[Start of Entries]
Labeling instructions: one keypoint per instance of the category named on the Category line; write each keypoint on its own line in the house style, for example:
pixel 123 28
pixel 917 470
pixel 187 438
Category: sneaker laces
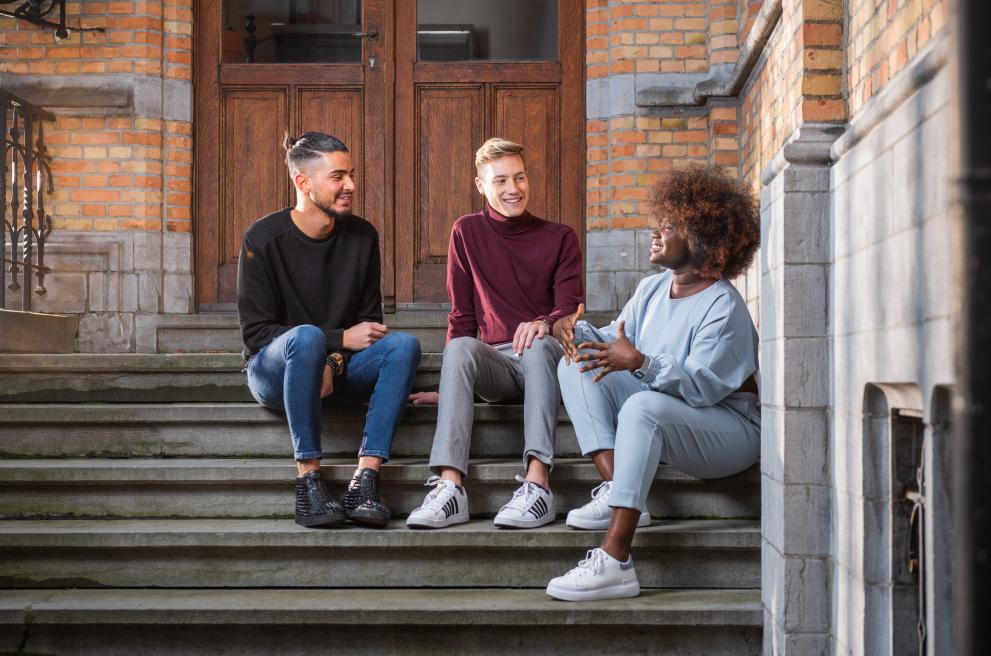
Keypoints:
pixel 524 496
pixel 592 564
pixel 600 493
pixel 436 498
[End of Entries]
Written request – Rewrite the records above with every "sneaker laces" changed to "boot laces" and nothing else altered, and leave out the pictures.

Written answer –
Labeling instructions: one keypoint per instance of the category named on the Category line; write each keypoint on its own line in the house style, for example:
pixel 123 28
pixel 917 470
pixel 187 438
Category: boot laces
Keypoints:
pixel 524 496
pixel 592 564
pixel 600 493
pixel 436 498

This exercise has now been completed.